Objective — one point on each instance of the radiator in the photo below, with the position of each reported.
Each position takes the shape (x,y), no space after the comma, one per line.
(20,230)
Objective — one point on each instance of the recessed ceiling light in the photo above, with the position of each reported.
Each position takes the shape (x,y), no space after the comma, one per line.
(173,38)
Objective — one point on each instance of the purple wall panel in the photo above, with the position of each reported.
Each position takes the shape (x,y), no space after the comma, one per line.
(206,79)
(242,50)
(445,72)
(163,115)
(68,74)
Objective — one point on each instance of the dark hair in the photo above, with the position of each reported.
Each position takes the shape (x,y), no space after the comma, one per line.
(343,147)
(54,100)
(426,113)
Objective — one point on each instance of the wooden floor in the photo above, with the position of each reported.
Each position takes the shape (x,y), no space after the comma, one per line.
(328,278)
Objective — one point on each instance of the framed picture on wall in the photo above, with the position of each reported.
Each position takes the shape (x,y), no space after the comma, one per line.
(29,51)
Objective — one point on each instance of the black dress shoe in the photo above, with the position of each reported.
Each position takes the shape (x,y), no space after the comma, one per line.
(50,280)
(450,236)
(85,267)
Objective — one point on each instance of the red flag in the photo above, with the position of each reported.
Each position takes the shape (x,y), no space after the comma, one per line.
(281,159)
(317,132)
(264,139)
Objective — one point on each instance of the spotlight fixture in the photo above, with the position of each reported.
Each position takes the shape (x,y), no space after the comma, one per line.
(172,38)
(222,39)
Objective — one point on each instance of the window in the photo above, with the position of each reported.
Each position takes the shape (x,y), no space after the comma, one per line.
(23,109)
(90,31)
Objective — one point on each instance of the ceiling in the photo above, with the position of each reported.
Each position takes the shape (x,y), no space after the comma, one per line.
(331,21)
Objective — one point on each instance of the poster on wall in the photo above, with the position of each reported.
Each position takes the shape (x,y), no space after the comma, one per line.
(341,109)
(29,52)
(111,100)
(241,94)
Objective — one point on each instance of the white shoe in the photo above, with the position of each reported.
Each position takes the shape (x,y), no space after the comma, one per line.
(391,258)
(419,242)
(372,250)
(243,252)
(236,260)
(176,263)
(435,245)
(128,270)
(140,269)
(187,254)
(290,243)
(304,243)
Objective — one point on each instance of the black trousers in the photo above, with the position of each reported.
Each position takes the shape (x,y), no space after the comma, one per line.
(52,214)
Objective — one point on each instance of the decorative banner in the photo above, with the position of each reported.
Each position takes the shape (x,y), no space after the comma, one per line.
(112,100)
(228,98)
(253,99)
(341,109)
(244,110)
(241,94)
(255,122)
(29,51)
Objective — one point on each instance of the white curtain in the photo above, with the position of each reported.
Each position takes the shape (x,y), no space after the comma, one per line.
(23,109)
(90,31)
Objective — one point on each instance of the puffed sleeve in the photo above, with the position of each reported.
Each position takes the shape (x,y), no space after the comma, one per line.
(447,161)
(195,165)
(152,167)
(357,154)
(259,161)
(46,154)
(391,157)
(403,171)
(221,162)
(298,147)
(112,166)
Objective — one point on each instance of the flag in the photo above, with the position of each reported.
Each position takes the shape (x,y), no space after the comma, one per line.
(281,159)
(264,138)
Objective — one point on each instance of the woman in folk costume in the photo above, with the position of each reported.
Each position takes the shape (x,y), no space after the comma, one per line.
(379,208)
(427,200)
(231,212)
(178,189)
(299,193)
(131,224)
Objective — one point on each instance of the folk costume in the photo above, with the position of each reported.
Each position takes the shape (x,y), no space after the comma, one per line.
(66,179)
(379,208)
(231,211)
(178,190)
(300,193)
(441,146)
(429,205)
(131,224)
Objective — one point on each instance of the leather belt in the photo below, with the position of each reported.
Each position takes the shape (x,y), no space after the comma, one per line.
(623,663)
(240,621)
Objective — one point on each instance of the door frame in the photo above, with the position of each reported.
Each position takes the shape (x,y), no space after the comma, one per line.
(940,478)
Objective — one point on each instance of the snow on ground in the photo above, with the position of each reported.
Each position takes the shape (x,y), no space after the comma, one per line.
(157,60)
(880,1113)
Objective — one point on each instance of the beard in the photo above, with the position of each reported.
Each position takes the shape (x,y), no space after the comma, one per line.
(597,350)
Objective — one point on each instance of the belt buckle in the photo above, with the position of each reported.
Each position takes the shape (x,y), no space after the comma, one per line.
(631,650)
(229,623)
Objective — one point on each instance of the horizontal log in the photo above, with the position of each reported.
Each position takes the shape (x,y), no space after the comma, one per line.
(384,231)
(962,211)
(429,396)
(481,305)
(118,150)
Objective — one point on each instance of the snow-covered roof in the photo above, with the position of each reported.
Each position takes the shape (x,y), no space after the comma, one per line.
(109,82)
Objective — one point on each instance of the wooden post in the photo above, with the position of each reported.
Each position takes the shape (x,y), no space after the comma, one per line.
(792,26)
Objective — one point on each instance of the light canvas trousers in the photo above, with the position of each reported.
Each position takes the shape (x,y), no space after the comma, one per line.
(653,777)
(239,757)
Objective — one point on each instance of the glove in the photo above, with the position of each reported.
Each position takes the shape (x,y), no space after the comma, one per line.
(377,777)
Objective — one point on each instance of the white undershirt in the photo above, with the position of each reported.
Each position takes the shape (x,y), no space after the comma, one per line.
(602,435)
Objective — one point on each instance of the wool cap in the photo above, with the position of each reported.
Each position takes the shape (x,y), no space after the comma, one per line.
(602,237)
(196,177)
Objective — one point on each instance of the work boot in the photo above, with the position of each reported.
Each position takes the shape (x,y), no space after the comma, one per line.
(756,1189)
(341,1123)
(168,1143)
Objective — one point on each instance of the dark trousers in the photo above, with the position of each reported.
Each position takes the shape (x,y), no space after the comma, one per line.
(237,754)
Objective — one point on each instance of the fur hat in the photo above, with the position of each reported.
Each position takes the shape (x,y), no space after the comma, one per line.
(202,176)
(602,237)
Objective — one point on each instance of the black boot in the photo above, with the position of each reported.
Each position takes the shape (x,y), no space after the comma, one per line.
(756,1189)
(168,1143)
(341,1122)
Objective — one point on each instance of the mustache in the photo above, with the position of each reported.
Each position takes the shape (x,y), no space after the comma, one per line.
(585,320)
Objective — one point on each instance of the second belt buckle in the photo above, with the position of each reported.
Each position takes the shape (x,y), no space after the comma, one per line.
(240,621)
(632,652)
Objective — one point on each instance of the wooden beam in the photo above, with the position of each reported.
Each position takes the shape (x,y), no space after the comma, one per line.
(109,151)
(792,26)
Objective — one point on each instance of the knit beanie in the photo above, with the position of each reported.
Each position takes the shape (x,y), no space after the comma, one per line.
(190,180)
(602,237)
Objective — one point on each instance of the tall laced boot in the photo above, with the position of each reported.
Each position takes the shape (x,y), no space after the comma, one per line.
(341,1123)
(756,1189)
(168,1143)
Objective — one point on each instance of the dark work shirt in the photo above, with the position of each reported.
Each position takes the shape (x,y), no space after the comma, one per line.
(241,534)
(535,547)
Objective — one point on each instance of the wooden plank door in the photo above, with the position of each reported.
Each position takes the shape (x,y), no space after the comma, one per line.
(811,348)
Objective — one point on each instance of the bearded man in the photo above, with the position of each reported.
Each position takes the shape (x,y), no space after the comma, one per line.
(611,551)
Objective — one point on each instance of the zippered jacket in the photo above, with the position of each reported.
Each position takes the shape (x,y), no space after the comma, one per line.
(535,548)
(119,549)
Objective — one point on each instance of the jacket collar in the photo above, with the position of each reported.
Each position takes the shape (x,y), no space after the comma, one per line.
####
• Aim of the exercise
Locate "Objective — one point on each instance of the second" in the material, then quote the line that contains it and all lines after it through the final one.

• Task result
Objective — one point on each instance of the second belt buckle in the photo above, with the position of each reported.
Each position takes the shape (x,y), no space after the comma, one per line.
(240,621)
(632,652)
Objective — one point on each instance of the wooden beam in the photo above, with the position of each reported.
Each position takes the shape (x,y), no space after the comma, one per line.
(109,151)
(792,26)
Objective — one point on each instance of the knit beanie in the photo above, with the position of each reported.
Each position takes the shape (x,y), no space after the comma, one per line.
(190,180)
(602,237)
Objective — one point on each instance of the tall laced boot in the photo above, with the position of each reported.
Each position takes the shape (x,y), no space after the comma, one per line.
(341,1123)
(756,1189)
(168,1143)
Objective — one point on each instance of the dark work shirt in the photo above, with the position of each reported.
Each position takes the shape (x,y), no space after the comma, one per line.
(241,534)
(535,547)
Objective — one point on each instance of the wooden plank door in the photo above, with the position of each reported.
Each position takes the shape (x,y), no space after the comma, one per line.
(811,348)
Objective — one point on each instance of the bearded man in the photo above, with the position of each reported.
Each position takes the shape (x,y), no space after the comma, one per line.
(611,551)
Objective — one point on each instance of the zippered jacket in the photo above, with the position of each reported.
Each position takes the shape (x,y), no space after the comma, one per line.
(535,548)
(119,549)
Objective — one point on each instance of the jacket collar in the photo above, with the position of each reported.
Each position takes the shape (x,y), no space after the comma, one per line.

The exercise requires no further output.